Task requirements —
An identical copy of every entry below is the required output.

*** Source material ***

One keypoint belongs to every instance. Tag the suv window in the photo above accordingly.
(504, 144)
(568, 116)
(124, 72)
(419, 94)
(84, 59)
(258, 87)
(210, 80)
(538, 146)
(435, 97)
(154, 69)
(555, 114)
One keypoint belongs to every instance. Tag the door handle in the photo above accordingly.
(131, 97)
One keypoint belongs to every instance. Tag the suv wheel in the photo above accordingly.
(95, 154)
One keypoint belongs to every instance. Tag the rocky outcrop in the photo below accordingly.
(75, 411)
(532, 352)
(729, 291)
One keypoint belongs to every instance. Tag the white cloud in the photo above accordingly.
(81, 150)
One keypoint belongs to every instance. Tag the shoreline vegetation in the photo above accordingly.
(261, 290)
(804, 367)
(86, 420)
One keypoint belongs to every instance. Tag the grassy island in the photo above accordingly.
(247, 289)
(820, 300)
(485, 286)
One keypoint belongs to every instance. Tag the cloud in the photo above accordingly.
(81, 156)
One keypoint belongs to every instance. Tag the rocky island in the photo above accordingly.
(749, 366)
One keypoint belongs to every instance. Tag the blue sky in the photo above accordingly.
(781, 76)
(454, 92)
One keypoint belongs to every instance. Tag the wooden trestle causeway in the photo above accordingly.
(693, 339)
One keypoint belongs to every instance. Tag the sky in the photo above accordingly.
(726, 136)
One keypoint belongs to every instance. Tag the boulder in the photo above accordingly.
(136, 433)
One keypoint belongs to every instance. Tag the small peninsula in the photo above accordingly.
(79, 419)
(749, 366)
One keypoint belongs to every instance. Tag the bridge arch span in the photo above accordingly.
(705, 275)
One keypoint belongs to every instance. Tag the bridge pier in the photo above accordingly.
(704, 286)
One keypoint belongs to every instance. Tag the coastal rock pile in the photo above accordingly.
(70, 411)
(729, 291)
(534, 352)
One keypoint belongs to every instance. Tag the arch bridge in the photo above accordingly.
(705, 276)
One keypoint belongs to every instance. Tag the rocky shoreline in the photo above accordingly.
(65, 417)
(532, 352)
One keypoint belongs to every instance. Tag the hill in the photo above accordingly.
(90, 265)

*** End of Source material ***

Solution to the exercise —
One keypoint belongs to every instance. Tag the suv window in the photo above accordingly.
(504, 144)
(568, 116)
(124, 72)
(419, 94)
(84, 59)
(258, 87)
(210, 80)
(538, 146)
(435, 97)
(154, 69)
(555, 114)
One keypoint belongs to every instance. Tag the door handle in the photo above accordingly.
(131, 97)
One keypoint belongs to every instance. Tag the suv wheel in the photo above accordingly.
(95, 154)
One keypoint belongs to every instance. Tag the rocky outcrop in the photo below accordingly.
(75, 411)
(532, 352)
(729, 291)
One keypoint belongs to every instance. Tag the white cloud in the photo above accordingly.
(81, 150)
One keypoint belongs to every instance. Tag the shoreline vegetation in the photo above accordingly.
(261, 290)
(804, 367)
(86, 420)
One keypoint belongs to every instance. Tag the grassy island in the photo above accordingly.
(247, 289)
(820, 300)
(485, 286)
One keypoint belongs to every instance. Tag the cloud in the photo above accordingly.
(81, 156)
One keypoint belongs to every instance. Tag the rocky island in the photo above accordingly.
(749, 366)
One keypoint belongs to every instance. Tag the blue sky in the photo above accordingly.
(781, 76)
(454, 92)
One keypoint belongs to every instance. Tag the wooden trestle causeway in the photo above accordingly.
(693, 339)
One keypoint belongs to every instance. Tag the sky in the photo above accordingly.
(726, 136)
One keypoint belongs to every instance. Tag the boulder in the photo above accordingly.
(136, 433)
One keypoint belongs to every instance. Tag the small peninsula in the photo above accordingly.
(79, 419)
(749, 366)
One keypoint belongs to every instance. Tag the bridge arch span in the photo above accordingly.
(705, 275)
One keypoint belongs to every instance. Tag the bridge pier in the photo above accordingly.
(704, 286)
One keypoint belongs to every instance. Tag the coastal rock pile in the photo above accordingly.
(70, 411)
(729, 291)
(534, 352)
One keypoint belongs to every instance. Tag the arch bridge in the photo above accordingly.
(705, 276)
One keypoint belongs to every instance. Tag the rocky shoreline in the photo above accordingly.
(65, 417)
(532, 352)
One keypoint belongs to every instance. Tag the hill in the photo above accordingly.
(90, 265)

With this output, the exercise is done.